Study questions =
- a) Extract the passage of the blog text on egg donation between "So this is a" and "compensation for it.", inclusive, copying it word for word.
- b) Continue the blog text on egg donation, starting right after its final sentence.

Supplied text =
# # # # #
Thursday, February 25, 2010

Egg donation in Israel

It's currently practically impossible to receive an egg donation in Israel. The only women who are allowed to donate are those who are undergoing infertility treatment - exactly the women who need those eggs most. Having been one of those women whose doctor approached her with a form to sign while I was still half under anesthesia, I can tell you how desperate they are for donations (enough to completely con people, seriously). Like in the example of Prof. Zion Ben-Raphael who was convicted of overstimulating women's ovaries in order to produce excess eggs and then steal them from him. (See Jpost article, which also includes details of the new bill)

So this is a real breakthrough for Israel - one that would allow women to donate eggs whether or not they were going through fertility treatments AND to receive some kind of compensation for it.

I hope that this will allow more women who need egg donations to get them and will reduce the pressure on women who don't want to give theirs up.

Tuesday, February 16, 2010

The arrangement

So, a few posts back I wrote about someone I know of* (I don't actually know her, I'm in close touch with a member of her family) who has chosen to try to conceive using the sperm of one partner of a homosexual couple. They've now tried a natural (unmedicated) IUI cycle and a medicated IUI which were both unsuccessful. Currently the third cycle is underway (also medicated).
# # # # #
Listed entries =
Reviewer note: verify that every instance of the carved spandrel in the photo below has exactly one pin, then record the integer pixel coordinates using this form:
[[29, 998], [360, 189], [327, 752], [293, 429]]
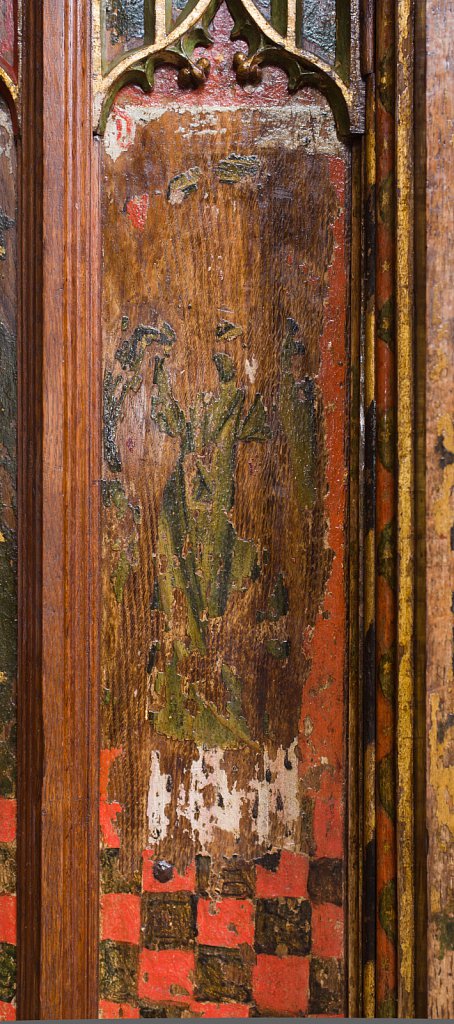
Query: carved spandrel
[[316, 44]]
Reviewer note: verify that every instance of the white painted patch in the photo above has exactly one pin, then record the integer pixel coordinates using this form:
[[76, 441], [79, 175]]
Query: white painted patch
[[294, 126], [158, 801], [251, 369], [6, 136], [209, 803], [284, 783]]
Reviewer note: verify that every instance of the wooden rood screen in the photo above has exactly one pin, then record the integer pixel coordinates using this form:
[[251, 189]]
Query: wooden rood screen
[[211, 695], [224, 290]]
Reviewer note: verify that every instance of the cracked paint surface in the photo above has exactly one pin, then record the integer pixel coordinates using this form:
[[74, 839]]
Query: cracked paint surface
[[8, 564], [222, 812]]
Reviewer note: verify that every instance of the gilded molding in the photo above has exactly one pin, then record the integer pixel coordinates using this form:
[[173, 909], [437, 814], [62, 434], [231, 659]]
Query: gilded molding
[[266, 45]]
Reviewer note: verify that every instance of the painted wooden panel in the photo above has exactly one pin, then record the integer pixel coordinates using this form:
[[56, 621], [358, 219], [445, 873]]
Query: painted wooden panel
[[7, 34], [440, 514], [8, 569], [224, 283]]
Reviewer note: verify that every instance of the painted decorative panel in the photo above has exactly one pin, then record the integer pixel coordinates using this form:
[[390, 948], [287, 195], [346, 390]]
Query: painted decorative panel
[[8, 568], [225, 423]]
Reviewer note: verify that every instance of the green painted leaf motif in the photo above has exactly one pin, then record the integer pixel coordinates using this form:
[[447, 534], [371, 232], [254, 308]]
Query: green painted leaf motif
[[235, 168], [385, 323], [445, 931], [385, 438], [229, 331], [385, 554], [385, 82], [182, 185], [386, 785], [297, 406], [255, 426], [278, 648], [165, 411], [385, 674], [386, 910], [388, 1007], [7, 972]]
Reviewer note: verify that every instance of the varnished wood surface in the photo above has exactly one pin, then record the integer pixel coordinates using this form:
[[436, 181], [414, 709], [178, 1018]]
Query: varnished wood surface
[[57, 499], [8, 557], [440, 491]]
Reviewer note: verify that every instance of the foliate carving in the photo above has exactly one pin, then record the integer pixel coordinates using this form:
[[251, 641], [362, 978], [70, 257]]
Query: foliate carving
[[316, 45]]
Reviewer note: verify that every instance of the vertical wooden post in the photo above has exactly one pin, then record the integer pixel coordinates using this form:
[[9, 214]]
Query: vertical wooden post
[[439, 499], [58, 520]]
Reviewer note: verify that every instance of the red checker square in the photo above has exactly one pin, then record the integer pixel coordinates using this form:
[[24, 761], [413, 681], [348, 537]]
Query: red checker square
[[121, 918], [166, 976], [7, 1012], [220, 1010], [228, 923], [177, 884], [290, 879], [328, 819], [117, 1011], [8, 812], [327, 931], [280, 985], [8, 920]]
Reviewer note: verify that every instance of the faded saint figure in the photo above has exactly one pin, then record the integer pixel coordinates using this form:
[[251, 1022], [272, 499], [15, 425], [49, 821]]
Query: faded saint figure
[[200, 561]]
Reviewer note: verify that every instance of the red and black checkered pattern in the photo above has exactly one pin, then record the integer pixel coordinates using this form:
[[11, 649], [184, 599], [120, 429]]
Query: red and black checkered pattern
[[270, 943]]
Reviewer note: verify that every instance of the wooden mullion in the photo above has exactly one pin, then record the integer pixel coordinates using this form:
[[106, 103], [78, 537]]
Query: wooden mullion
[[58, 529]]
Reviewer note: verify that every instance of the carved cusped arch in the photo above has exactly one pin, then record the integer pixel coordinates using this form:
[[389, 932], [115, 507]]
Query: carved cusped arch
[[316, 44]]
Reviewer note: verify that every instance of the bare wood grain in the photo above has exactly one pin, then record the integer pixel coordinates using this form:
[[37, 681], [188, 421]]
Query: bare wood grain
[[58, 502]]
# # # # #
Results for the exercise =
- a)
So this is a real breakthrough for Israel - one that would allow women to donate eggs whether or not they were going through fertility treatments AND to receive some kind of compensation for it.

- b)
It is interesting to hear about the relationship developing between the two families, in preparation for the future child... some members of the extended families have met and the future mother and fathers(?) have actually decided to buy apartments in the same building, so that they will be close to each other. In many ways, their commitment to each other seems even more solid than a marriage - and she never has to worry about him leaving his smelly socks on the floor, while he never has to worry about her spending too much money on make-up... And, perhaps as a single mom, it's really very responsible to think of what will happen to the child should something ever happen to her.

I guess the next step is to actually get pregnant. I'll keep you posted.

*She knows (and doesn't mind that) I am writing about her.

Saturday, February 06, 2010

Inheriting infertility via ICSI

I read this article in Times Online today. It states that there is now evidence that fathers of test-tube babies may be passing their infertility on to their sons. Anyone who was trying to conceive back in the mid-90's heard speculation then that ICSI can help couples conceive, but it can't guarantee that if there's a genetic defect causing the man's infertility that it won't be passed on to the child. And why wouldn't it?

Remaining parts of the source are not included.